## [TEXTO FORNECIDO]
Capítulo 2
– A literatura de identidade portuária
2.2 O ciclo
do romance de Santos e a literatura de identidade portuária
Nas páginas de A
Tribuna de 4 de janeiro de 1938, um texto assinado por Álvaro Augusto Lopes destacava a chegada de Navios Iluminados, publicado no ano
anterior. Para o autor, a obra ocupava um espaço que a literatura local ainda não havia preenchido, isto é, era a primeira a tratar do porto de
Santos e seu universo de trabalho composto por uma "variedade caleidoscópica de episódios e indivíduos,
(...) toda uma população cosmopolita e sofredora". A resenha recebia a publicação do romance da seguinte forma:
Navios Iluminados
é bem o romance da pobreza de Santos, que ainda faltava escrever-se. Ranulpho Prata, pelo conteúdo humano que neste livro condensou, afirma-se, mais
uma vez, com um dos mais brilhantes romancistas da geração contemporânea
[120].
A mesma impressão é a de
Rubens Amaral, que escreveu sobre o livro para a Folha da Manhã, de São Paulo, em 13 de março do mesmo ano. Para Amaral, a presença do porto fez com
que surgissem na cidade de Santos talentos como Frei Gaspar, os Andradas, Vicente de Carvalho, Alberto Sousa, Martins Fontes, Reynaldo Porchat,
Afonso Schmidt e Ribeiro Couto (com a exceção de Schmidt, nenhum deles era romancista), mas, continua o resenhista, naquele momento ainda faltava um
grande romance que registrasse a cidade pelas lentes da literatura:
Praia e pescadores
tiveram quem escrevesse seu romance e seus contos, quem cantasse as suas dores e as suas glórias. Por dentro das praias e diferentes dos pescadores,
há o porto, com os seus estivadores e carroceiros, gente humilde perante a Fortuna, que a esqueceu como a esqueceu a Literatura. [...]
Apareceu agora esse romancista, no sr. Ranulpho Prata, autor de Navios Iluminados, que é história daquela gente do cais em sua mistura com a
de Vila Macuco, à margem do giro do café, do movimento de importação, do gozo das praias com os seus balneários e os seus cassinos
[121].
Na
Folha de Minas, 12 dias depois, Jair Silva faz o mesmo destaque: "Em Navios Iluminados o autor realmente diz muita coisa da vida do mar.
Mais, talvez, da existência dos homens obscuros que trabalham no porto"
[122].
Ao ocupar um espaço literário ainda inédito, o porto, Navios Iluminados dá início ao que
Narciso de Andrade chamou de ciclo do romance de Santos. Ele tratou do assunto na coluna semanal que assinava em A Tribuna durante a década de 1990,
Escritos, ao comentar a obra ensaística do escritor e professor Adelto Gonçalves
[123].
O autor não caracteriza o que seja esse ciclo, mas enumera as obras que dele fazem parte: além de Navios
Iluminados, formariam o ciclo ainda Cais de Santos (1939), de Alberto Leal; Querô – uma reportagem maldita (1976), de Plínio
Marcos, e Os Vira-latas da Madrugada (1981), do próprio Adelto Gonçalves, sem contar o então ainda inédito Barcelona Brasileira,
também de Adelto, que só seria publicado no Brasil em 2002
[124].

## [REGISTROS DE DADOS]
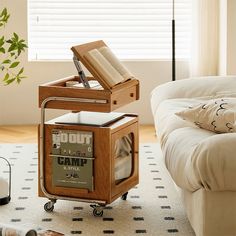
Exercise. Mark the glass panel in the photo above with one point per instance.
(123, 157)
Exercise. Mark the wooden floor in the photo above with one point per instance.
(28, 134)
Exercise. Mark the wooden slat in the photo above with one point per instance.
(28, 134)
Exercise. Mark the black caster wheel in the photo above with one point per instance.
(97, 212)
(49, 207)
(124, 196)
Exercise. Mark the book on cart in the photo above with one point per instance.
(102, 63)
(25, 230)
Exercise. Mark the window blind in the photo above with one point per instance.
(133, 29)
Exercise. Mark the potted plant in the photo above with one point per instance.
(10, 50)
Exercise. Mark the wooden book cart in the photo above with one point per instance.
(56, 95)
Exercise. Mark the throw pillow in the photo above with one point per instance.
(217, 115)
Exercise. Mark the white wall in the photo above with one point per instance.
(19, 103)
(227, 57)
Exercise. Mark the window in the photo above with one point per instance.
(133, 29)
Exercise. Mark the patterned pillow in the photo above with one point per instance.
(217, 115)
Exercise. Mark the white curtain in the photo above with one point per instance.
(205, 38)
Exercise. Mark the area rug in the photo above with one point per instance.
(152, 208)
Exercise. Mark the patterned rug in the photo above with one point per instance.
(152, 208)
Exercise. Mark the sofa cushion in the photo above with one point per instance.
(198, 158)
(217, 115)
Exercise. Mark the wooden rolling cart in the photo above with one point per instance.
(105, 188)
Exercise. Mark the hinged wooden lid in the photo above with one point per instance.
(81, 50)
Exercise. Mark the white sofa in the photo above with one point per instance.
(201, 163)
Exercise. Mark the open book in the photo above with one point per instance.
(108, 66)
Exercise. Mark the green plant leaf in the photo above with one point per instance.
(2, 50)
(4, 12)
(16, 36)
(14, 64)
(10, 81)
(21, 71)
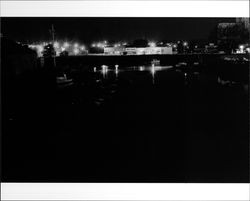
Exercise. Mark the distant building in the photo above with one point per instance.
(137, 50)
(244, 21)
(114, 50)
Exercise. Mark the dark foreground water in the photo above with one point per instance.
(142, 124)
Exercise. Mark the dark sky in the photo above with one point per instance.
(95, 29)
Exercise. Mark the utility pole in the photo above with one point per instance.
(53, 41)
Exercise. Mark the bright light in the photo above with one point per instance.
(185, 44)
(65, 45)
(76, 51)
(40, 48)
(241, 47)
(56, 44)
(152, 44)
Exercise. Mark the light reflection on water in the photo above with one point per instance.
(153, 69)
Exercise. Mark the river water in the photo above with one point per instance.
(136, 124)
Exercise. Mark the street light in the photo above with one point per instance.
(56, 44)
(65, 45)
(152, 44)
(185, 44)
(76, 45)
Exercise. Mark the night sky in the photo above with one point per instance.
(88, 30)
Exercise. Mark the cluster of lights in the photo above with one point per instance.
(152, 44)
(73, 48)
(100, 44)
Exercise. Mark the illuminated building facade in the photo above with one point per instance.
(137, 50)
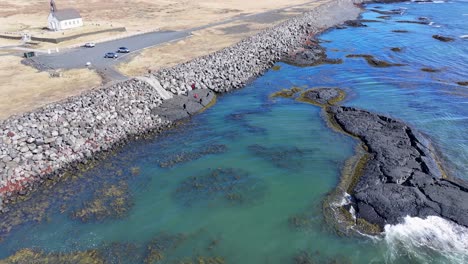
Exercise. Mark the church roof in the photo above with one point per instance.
(66, 14)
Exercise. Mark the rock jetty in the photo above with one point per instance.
(401, 176)
(42, 144)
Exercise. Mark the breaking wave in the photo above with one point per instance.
(430, 240)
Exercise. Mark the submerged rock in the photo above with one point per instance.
(112, 201)
(443, 38)
(401, 176)
(384, 17)
(310, 55)
(323, 96)
(422, 22)
(400, 31)
(228, 184)
(373, 61)
(240, 117)
(282, 156)
(161, 245)
(189, 156)
(429, 70)
(286, 93)
(354, 23)
(34, 256)
(304, 257)
(389, 12)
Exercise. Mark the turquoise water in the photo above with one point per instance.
(258, 199)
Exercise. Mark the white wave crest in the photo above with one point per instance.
(430, 240)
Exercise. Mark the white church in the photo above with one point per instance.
(64, 18)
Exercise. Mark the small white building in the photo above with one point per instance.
(64, 18)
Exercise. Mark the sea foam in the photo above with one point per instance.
(430, 240)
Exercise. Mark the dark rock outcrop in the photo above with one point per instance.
(323, 96)
(401, 177)
(310, 55)
(372, 61)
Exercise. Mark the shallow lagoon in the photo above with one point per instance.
(264, 211)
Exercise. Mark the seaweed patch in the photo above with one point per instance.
(285, 157)
(184, 157)
(231, 185)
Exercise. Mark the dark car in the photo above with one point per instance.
(111, 55)
(123, 50)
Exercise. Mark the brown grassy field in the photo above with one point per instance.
(25, 88)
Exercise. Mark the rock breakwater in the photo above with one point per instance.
(401, 176)
(42, 144)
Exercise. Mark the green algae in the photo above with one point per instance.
(184, 157)
(202, 260)
(332, 101)
(32, 256)
(112, 201)
(232, 185)
(276, 68)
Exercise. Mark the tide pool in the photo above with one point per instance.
(249, 175)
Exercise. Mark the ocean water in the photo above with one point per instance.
(245, 180)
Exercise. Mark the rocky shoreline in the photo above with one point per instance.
(41, 145)
(401, 175)
(396, 172)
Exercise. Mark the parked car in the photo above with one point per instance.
(123, 50)
(111, 55)
(90, 45)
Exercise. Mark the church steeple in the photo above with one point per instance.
(53, 7)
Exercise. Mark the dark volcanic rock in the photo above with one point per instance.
(310, 56)
(402, 177)
(354, 23)
(400, 31)
(443, 38)
(390, 12)
(372, 61)
(423, 22)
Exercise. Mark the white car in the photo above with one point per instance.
(90, 45)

## [EXERCÍCIO]
Com base no texto sobre a literatura de identidade portuária, explique em uma a três frases por que Navios Iluminados dá início ao que Narciso de Andrade chamou de ciclo do romance de Santos.

## [RESPOSTA DO EXERCÍCIO]
Navios Iluminados dá início ao ciclo porque ocupou um espaço literário ainda inédito: o porto. Foi a primeira obra a tratar do porto de Santos e de seu universo de trabalho, com estivadores e carroceiros que a literatura havia esquecido.